--- INFORMATION GIVEN Enclosed Below ---
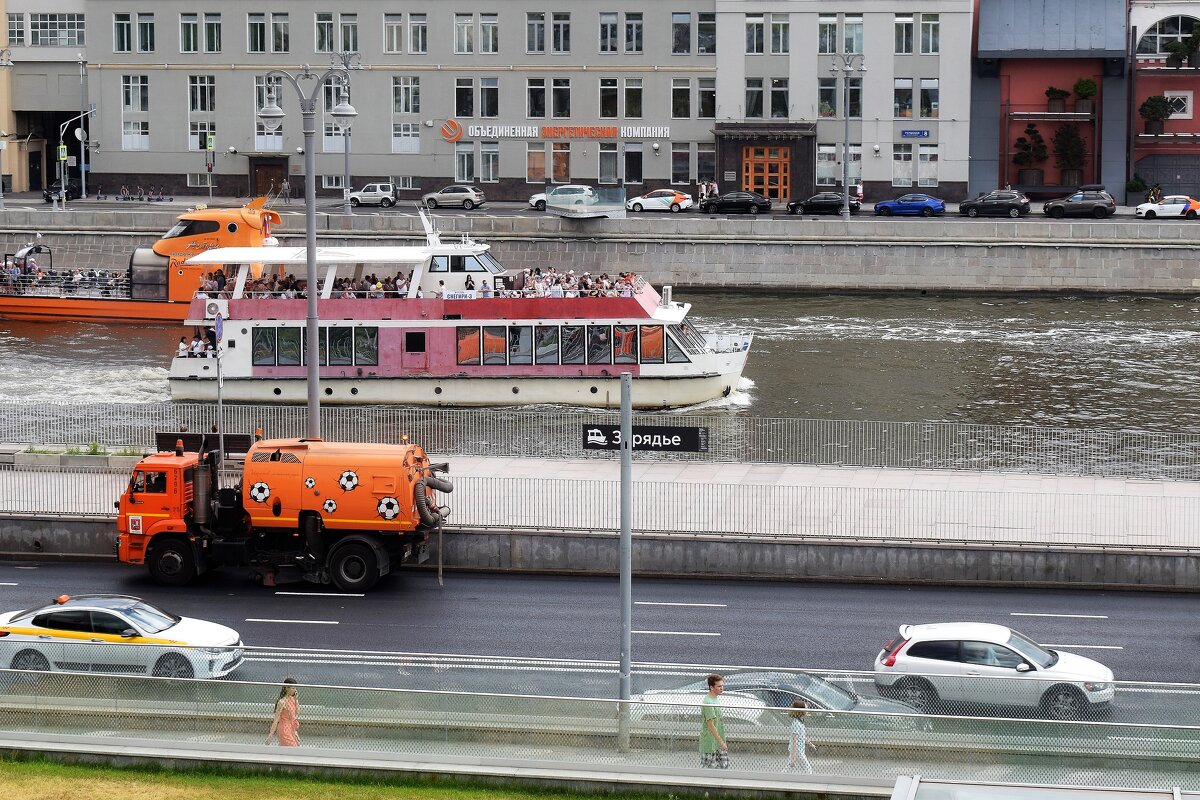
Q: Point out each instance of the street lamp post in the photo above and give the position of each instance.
(845, 64)
(271, 116)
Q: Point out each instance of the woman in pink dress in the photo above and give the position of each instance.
(286, 725)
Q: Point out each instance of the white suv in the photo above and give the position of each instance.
(935, 666)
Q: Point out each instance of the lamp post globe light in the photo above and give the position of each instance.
(846, 64)
(271, 116)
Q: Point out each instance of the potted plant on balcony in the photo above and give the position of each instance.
(1056, 100)
(1031, 151)
(1085, 90)
(1155, 109)
(1069, 154)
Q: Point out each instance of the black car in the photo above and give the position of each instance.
(822, 203)
(1005, 203)
(737, 203)
(52, 192)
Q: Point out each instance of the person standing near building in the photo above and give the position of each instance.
(714, 751)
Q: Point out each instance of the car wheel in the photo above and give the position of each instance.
(173, 665)
(172, 563)
(354, 567)
(30, 661)
(1063, 703)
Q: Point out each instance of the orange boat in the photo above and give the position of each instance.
(157, 286)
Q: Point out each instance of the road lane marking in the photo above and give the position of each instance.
(647, 602)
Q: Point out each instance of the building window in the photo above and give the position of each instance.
(465, 96)
(323, 32)
(609, 98)
(256, 32)
(930, 34)
(754, 34)
(780, 35)
(827, 34)
(634, 98)
(901, 164)
(535, 31)
(406, 95)
(281, 34)
(633, 32)
(406, 137)
(418, 34)
(904, 34)
(681, 32)
(929, 97)
(681, 98)
(463, 34)
(607, 173)
(852, 34)
(211, 32)
(707, 90)
(465, 162)
(490, 162)
(562, 32)
(490, 34)
(123, 32)
(535, 97)
(901, 102)
(754, 98)
(202, 92)
(189, 34)
(394, 32)
(779, 104)
(535, 162)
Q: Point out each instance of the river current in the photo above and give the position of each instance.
(1074, 361)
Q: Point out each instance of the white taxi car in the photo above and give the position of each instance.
(117, 635)
(663, 199)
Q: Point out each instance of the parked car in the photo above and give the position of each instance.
(468, 197)
(383, 194)
(923, 205)
(1087, 202)
(117, 635)
(822, 203)
(737, 203)
(931, 667)
(567, 194)
(1000, 203)
(663, 199)
(1175, 205)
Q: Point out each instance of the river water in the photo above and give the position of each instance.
(1113, 362)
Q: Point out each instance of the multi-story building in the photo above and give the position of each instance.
(508, 95)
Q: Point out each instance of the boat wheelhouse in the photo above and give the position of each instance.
(455, 328)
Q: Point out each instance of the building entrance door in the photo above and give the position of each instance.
(768, 172)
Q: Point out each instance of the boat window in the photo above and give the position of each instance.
(366, 346)
(599, 344)
(192, 228)
(341, 346)
(546, 350)
(520, 344)
(263, 347)
(573, 344)
(624, 344)
(495, 344)
(468, 346)
(652, 344)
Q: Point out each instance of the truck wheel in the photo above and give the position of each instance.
(354, 567)
(172, 563)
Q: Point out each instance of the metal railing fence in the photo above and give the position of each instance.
(557, 433)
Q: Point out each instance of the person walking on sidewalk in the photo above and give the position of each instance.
(714, 751)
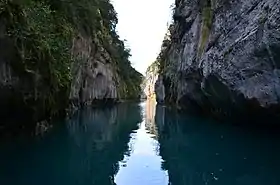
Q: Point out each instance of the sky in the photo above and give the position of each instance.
(143, 23)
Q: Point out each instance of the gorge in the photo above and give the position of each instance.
(222, 58)
(56, 56)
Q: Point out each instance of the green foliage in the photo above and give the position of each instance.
(42, 38)
(42, 32)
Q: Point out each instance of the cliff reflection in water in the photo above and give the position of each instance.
(86, 150)
(199, 152)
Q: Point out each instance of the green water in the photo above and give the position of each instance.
(140, 144)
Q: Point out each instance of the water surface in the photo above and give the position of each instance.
(142, 144)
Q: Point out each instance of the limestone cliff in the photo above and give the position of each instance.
(55, 53)
(95, 78)
(222, 57)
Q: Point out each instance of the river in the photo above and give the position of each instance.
(142, 144)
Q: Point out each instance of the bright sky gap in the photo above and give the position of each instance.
(143, 23)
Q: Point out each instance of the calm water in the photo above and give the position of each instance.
(141, 144)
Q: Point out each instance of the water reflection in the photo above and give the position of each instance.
(143, 166)
(132, 144)
(199, 152)
(86, 150)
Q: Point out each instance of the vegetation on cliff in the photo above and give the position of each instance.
(39, 35)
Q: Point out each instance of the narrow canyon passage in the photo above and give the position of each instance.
(145, 144)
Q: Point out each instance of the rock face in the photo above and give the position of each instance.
(95, 78)
(223, 57)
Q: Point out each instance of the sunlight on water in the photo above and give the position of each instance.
(143, 166)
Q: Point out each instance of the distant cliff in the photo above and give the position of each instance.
(55, 54)
(151, 77)
(222, 58)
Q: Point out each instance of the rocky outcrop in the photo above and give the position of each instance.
(223, 57)
(95, 78)
(56, 53)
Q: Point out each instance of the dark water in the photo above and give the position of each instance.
(138, 144)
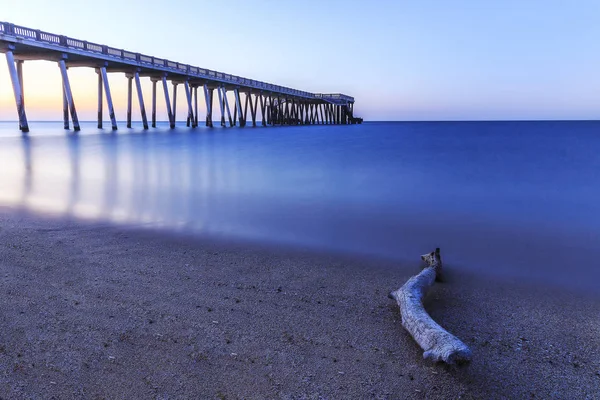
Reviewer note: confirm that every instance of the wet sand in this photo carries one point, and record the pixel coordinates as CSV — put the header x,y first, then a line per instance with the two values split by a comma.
x,y
98,311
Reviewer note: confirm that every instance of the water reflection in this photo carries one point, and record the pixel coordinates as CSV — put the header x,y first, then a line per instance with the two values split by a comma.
x,y
390,190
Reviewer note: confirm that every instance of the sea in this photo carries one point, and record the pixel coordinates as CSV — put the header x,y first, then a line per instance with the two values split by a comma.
x,y
512,199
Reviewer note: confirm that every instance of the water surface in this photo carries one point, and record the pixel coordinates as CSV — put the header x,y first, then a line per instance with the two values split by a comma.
x,y
519,199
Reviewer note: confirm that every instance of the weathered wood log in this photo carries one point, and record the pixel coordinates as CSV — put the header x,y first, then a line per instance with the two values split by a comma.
x,y
439,344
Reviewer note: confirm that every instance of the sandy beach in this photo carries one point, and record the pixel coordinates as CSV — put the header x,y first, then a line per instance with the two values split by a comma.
x,y
98,311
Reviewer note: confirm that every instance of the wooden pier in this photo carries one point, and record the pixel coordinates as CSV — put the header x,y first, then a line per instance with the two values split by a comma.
x,y
273,104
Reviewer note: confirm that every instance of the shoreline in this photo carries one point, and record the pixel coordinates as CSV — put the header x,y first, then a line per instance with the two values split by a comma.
x,y
93,310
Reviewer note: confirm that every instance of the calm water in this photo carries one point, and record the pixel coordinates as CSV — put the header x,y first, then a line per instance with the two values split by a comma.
x,y
515,198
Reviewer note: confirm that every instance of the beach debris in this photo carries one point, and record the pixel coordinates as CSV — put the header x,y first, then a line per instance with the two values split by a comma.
x,y
439,344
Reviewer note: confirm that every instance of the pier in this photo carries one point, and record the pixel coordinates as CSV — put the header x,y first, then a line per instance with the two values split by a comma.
--- End of Enclosed INFORMATION GIVEN ---
* TO DO
Each entry above should be copied word for word, with the images omitted.

* RESPONSE TO THE EXERCISE
Q: Point out each instance of the street lamp post in the photo above and give the position of each instance.
(845, 64)
(271, 116)
Q: Point out each instance of the woman in pink dress in the photo above and give the position of each instance.
(286, 725)
Q: Point out each instance of the white suv in the photo above and give the position of each instance.
(935, 666)
Q: Point out each instance of the lamp post globe light in the photo above and give the position of each instance.
(846, 64)
(271, 116)
Q: Point out each instance of the potted plant on balcony in the photo above and give the position of each instance.
(1056, 100)
(1031, 151)
(1085, 90)
(1155, 109)
(1069, 154)
Q: Point out each instance of the black car in the photo above and give the position of each instance.
(822, 203)
(1005, 203)
(737, 203)
(52, 192)
Q: Point out each instance of the person standing near building in the photo above and give the position of each instance.
(714, 751)
Q: Point out each instance of the car wheel in the photo above and give the position of each instance.
(173, 665)
(172, 563)
(354, 567)
(30, 661)
(1063, 703)
Q: Point out each instance of the orange boat in the photo above and give the position of each instance.
(157, 286)
Q: Point out each instance of the road lane marking in the photo above and give the position of each instance.
(647, 602)
Q: Point out each instance of the building window in the photo above and give the position of each instance.
(465, 96)
(323, 32)
(609, 98)
(256, 32)
(930, 34)
(754, 34)
(780, 35)
(827, 34)
(634, 98)
(901, 164)
(535, 31)
(406, 95)
(281, 34)
(633, 32)
(406, 137)
(418, 34)
(904, 34)
(681, 32)
(929, 97)
(681, 98)
(463, 34)
(607, 173)
(852, 34)
(211, 32)
(707, 90)
(465, 162)
(490, 162)
(562, 32)
(490, 34)
(123, 32)
(535, 97)
(901, 102)
(754, 98)
(202, 92)
(189, 34)
(394, 32)
(779, 104)
(535, 162)
Q: Point out each instance of the river current in the photo above and give the position of each instance.
(1074, 361)
Q: Point out each instance of the white taxi car in the photo above and give the position of each instance.
(117, 635)
(663, 199)
Q: Point out each instance of the parked car in the photo above and give the position of each instance.
(468, 197)
(383, 194)
(923, 205)
(1087, 202)
(117, 635)
(822, 203)
(737, 203)
(931, 667)
(567, 194)
(1000, 203)
(663, 199)
(1175, 205)
Q: Point out each instance of the river water in the photo above and give the position of each instance.
(1113, 362)
Q: Point out each instance of the multi-story building in the photo above and give the position of each instance.
(508, 95)
Q: Point out each instance of the boat wheelhouse in the photo above and give the position of each instance.
(455, 328)
Q: Point out each instance of the building entrance door in the photo above and give the position of each instance.
(768, 172)
Q: Point out each instance of the boat window in the photo above and give the position of each instance.
(366, 346)
(599, 344)
(192, 228)
(341, 346)
(546, 350)
(520, 344)
(263, 347)
(573, 344)
(624, 344)
(495, 344)
(468, 346)
(652, 344)
Q: Point out each instance of the truck wheel in the photo above and give the position of each instance.
(354, 567)
(172, 563)
Q: Point out each instance of the metal railing fence in the photo above and give the position of each instance.
(557, 433)
Q: Point out each instance of the person walking on sidewalk in the photo above and give the position of each instance.
(714, 751)
Q: Point out each instance of the sky in the photo above and give the position of each instance.
(143, 23)
Q: Point out each instance of the gorge in the photo above and give the position of each instance.
(222, 58)
(56, 56)
Q: Point out each instance of the green foliage in the photo above and give the position of each instance.
(42, 38)
(42, 32)
Q: Point out each instance of the cliff reflection in water in the photo above and give the position of each instance.
(86, 150)
(199, 152)
Q: Point out each instance of the green water in the photo above and give the position of each instance.
(140, 144)
Q: Point out each instance of the water surface in the photo above and give the position of each instance.
(142, 144)
Q: Point out each instance of the limestone cliff in the photo above and give the position of each instance.
(55, 53)
(95, 78)
(222, 57)
Q: Point out each instance of the river in the photo above and give the position of each instance.
(142, 144)
Q: Point out each instance of the bright sky gap in the photo above and give the position of each instance.
(143, 23)
Q: Point out each instance of the calm water in the photo above and give the position of each instance.
(141, 144)
Q: Point out each instance of the water reflection in the photo above and give the position of each instance.
(143, 166)
(132, 144)
(199, 152)
(86, 150)
Q: Point out each instance of the vegetation on cliff in the photo above and give the position of each instance.
(39, 35)
Q: Point out each instance of the narrow canyon passage in the photo above and give the position of each instance.
(145, 144)
Q: Point out each instance of the rock face in the photo above and give the position of each instance.
(95, 78)
(223, 57)
Q: Point out each instance of the sunlight on water in the photo above and give the position of each instance.
(143, 166)
Q: Point out each instance of the distant cliff in the photo above and give the position of each instance.
(55, 54)
(151, 77)
(222, 58)
Q: Point out each instance of the rocky outcrop in the photo above and give the position of each instance.
(223, 57)
(95, 78)
(56, 53)
Q: Point out each instance of the dark water in the photo above and give the position of each instance.
(138, 144)
Reviewer note: confirm that every instance of the wet sand in this photo carries one point, and record the pixel coordinates as CSV — put the header x,y first, then a line per instance with the two values split by a comma.
x,y
98,311
Reviewer note: confirm that every instance of the water reflection in this photo carries one point, and record the pixel coordinates as CSV — put the header x,y first, then a line per instance with the two values split by a comma.
x,y
390,190
Reviewer note: confirm that every instance of the sea in this photo carries one point, and record the pixel coordinates as CSV — put the header x,y first, then a line per instance with the two values split by a comma.
x,y
512,199
Reviewer note: confirm that every instance of the water surface in this photo carries one point, and record the pixel coordinates as CSV — put the header x,y first, then a line per instance with the two values split by a comma.
x,y
519,199
Reviewer note: confirm that every instance of the weathered wood log in this photo carries one point, and record the pixel coordinates as CSV — put the header x,y first, then a line per instance with the two values split by a comma.
x,y
439,344
Reviewer note: confirm that every instance of the sandy beach in this photo carries one point, and record the pixel coordinates as CSV — put the header x,y first, then a line per instance with the two values split by a comma.
x,y
98,311
Reviewer note: confirm that every instance of the wooden pier in this photo carries one point, and record the pixel coordinates as CSV — put the header x,y first, then a line per instance with the two values split by a comma.
x,y
273,104
Reviewer note: confirm that every instance of the shoreline in this photo carries one point, and record the pixel coordinates as CSV — put the header x,y first, then a line per instance with the two values split by a comma.
x,y
93,310
Reviewer note: confirm that every instance of the calm water in this photo carries one point, and record the pixel coordinates as CSV — put the header x,y first, then a line per instance with the two values split by a comma.
x,y
515,198
Reviewer note: confirm that every instance of the beach debris in this photo carries one point, and record the pixel coordinates as CSV — put the header x,y first, then a line per instance with the two values split by a comma.
x,y
439,344
Reviewer note: confirm that every instance of the pier in this photo carries one point, and record the pixel coordinates as CSV — put the header x,y first, then a line per instance with the two values split by a comma.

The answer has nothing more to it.